Aim of the task: Write out the records word for word, starting at the line containing "task | point to each instance of the plumeria tree, one" and ending at the line containing "[(245, 231)]".
==================================================
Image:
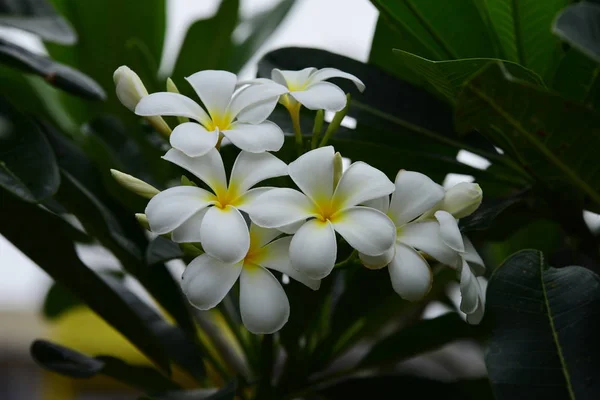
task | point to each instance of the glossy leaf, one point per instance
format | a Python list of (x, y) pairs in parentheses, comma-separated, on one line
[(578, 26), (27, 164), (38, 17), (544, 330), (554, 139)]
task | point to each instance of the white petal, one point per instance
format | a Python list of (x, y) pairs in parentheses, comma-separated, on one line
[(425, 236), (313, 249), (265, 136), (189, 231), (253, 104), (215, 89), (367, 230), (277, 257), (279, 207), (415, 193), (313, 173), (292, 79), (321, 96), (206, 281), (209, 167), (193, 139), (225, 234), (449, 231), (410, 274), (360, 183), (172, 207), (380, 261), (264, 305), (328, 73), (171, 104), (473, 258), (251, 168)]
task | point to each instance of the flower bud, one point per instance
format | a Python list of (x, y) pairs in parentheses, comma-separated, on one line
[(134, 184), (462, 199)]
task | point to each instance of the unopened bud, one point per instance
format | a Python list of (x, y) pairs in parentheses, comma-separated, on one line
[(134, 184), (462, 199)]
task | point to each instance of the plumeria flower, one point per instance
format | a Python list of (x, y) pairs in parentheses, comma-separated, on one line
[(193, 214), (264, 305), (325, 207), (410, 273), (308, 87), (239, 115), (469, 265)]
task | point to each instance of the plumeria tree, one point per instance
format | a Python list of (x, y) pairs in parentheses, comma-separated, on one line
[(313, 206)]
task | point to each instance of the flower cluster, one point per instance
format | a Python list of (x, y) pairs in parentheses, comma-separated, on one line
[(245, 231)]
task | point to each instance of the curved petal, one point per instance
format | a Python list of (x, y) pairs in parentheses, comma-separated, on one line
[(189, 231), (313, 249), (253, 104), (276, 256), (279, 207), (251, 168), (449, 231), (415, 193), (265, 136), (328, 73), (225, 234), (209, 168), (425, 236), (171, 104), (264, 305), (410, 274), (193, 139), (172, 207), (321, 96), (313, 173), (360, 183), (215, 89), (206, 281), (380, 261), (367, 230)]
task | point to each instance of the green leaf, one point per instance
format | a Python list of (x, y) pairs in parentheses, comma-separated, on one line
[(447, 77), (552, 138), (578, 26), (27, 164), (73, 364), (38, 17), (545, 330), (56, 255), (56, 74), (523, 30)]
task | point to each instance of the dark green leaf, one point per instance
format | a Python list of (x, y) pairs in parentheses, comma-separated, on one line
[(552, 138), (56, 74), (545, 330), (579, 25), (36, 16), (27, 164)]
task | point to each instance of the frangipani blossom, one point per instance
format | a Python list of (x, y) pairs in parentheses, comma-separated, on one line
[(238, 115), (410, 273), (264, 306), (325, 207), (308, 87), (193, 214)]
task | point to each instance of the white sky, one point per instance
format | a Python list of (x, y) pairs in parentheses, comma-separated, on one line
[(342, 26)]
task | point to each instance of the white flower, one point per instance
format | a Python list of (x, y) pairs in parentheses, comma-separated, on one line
==================================================
Answer in full:
task | point to each instance of the plumeria tree, one point per instance
format | a Python list of (x, y) pairs in parentheses, comma-separated, on one line
[(313, 206)]
task | point to each instance of the flower cluster, one point per instance
format | a Python list of (x, y) pairs in parentheses, comma-separated, on one line
[(245, 231)]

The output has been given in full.